* _Metin bölümü_:
####
Tapu sicili, Türk Medeni Kanunu’nun (“TMK”) 7. maddesinde düzenlenmiş ve içeriğinin doğruluğu karine olarak kabul edilen, devlet tarafından tutulan resmi sicillerdir. Bu nedenle bu sicillerdeki bir kayda güvenen kişilerin bu güvenleri korunmakta ve buna “tapuya güven ilkesi” adı verilmektedir. Bu ilkenin bir gereği olarak, tapudaki bir kayda güvenerek ayni bir hak kazanan iyiniyetli kişilerin bu kazanımları, tapu kaydı doğru olmasa dahi korunacaktır.
4271 Sayılı TMK madde 1023’te: “Tapu kütüğündeki tescile iyiniyetle dayanarak mülkiyet veya bir başka aynî hak kazanan üçüncü kişinin bu kazanımı korunur.”şekline hüküm kurularak, tapu siciline güvenerek işlem yapan iyiniyetli üçüncü kişilerin kazanımlarının korunacağı ifade edilmiştir.
TMK madde 7’de: “Resmî sicil ve senetler, belgeledikleri olguların doğruluğuna kanıt oluşturur.” şeklindedir. Dolayısıyla tapu kütüğü kayıtlarının yanlışlığı kanıtlansa dahi üçüncü kişilerin bu sicillere dayanarak kazandığı haklar korunacaktır.
Tapu sicilinin mevzuata uygun tutulması devletin garantisi altına alınmıştır. Bu husus TMK madde 1007’de: “Tapu sicilinin tutulmasından doğan bütün zararlardan Devlet sorumludur. Devlet, zararın doğmasında kusuru bulunan görevlilere rücu eder.”şeklinde düzenlenmiştir.
####
* _Veri satırları_:
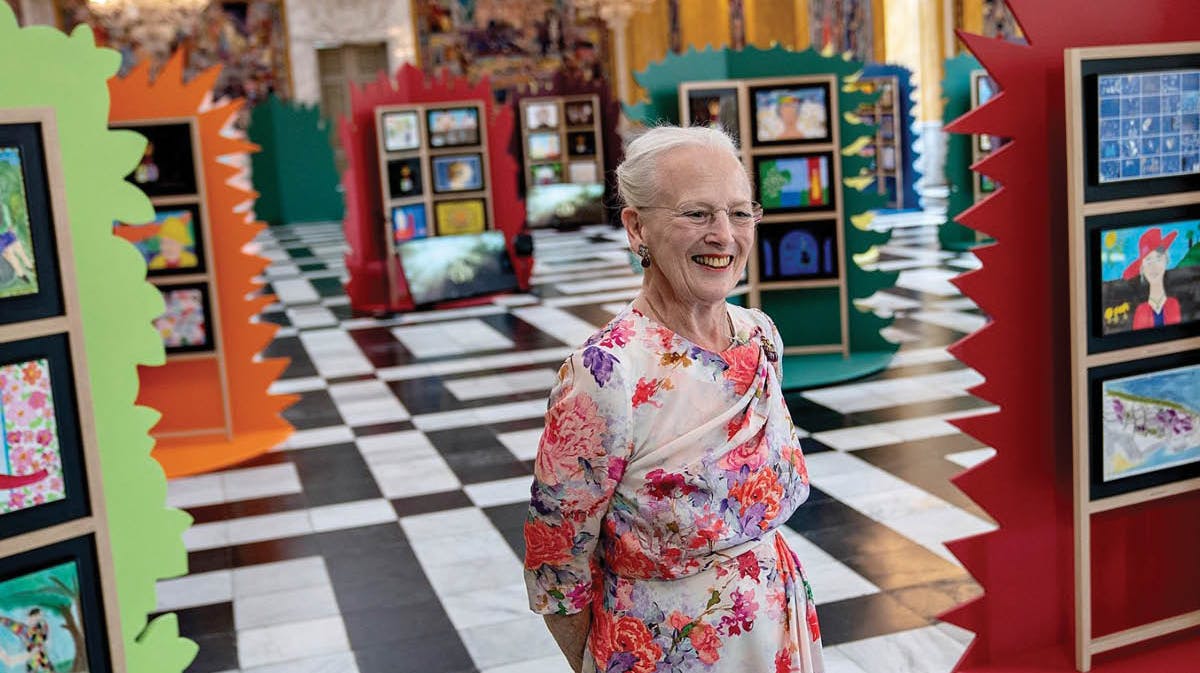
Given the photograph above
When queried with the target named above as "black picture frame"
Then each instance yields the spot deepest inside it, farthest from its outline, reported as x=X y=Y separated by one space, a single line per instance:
####
* _Alıştırma yönergesi_: Tapu sicili ve tapuya güven ilkesiyle ilgili metni baştan sona, tek bir harfini bile değiştirmeden tekrar yazın.

* _Doğru cevap_:
Tapu sicili, Türk Medeni Kanunu’nun (“TMK”) 7. maddesinde düzenlenmiş ve içeriğinin doğruluğu karine olarak kabul edilen, devlet tarafından tutulan resmi sicillerdir. Bu nedenle bu sicillerdeki bir kayda güvenen kişilerin bu güvenleri korunmakta ve buna “tapuya güven ilkesi” adı verilmektedir. Bu ilkenin bir gereği olarak, tapudaki bir kayda güvenerek ayni bir hak kazanan iyiniyetli kişilerin bu kazanımları, tapu kaydı doğru olmasa dahi korunacaktır.
4271 Sayılı TMK madde 1023’te: “Tapu kütüğündeki tescile iyiniyetle dayanarak mülkiyet veya bir başka aynî hak kazanan üçüncü kişinin bu kazanımı korunur.”şekline hüküm kurularak, tapu siciline güvenerek işlem yapan iyiniyetli üçüncü kişilerin kazanımlarının korunacağı ifade edilmiştir.
TMK madde 7’de: “Resmî sicil ve senetler, belgeledikleri olguların doğruluğuna kanıt oluşturur.” şeklindedir. Dolayısıyla tapu kütüğü kayıtlarının yanlışlığı kanıtlansa dahi üçüncü kişilerin bu sicillere dayanarak kazandığı haklar korunacaktır.
Tapu sicilinin mevzuata uygun tutulması devletin garantisi altına alınmıştır. Bu husus TMK madde 1007’de: “Tapu sicilinin tutulmasından doğan bütün zararlardan Devlet sorumludur. Devlet, zararın doğmasında kusuru bulunan görevlilere rücu eder.”şeklinde düzenlenmiştir.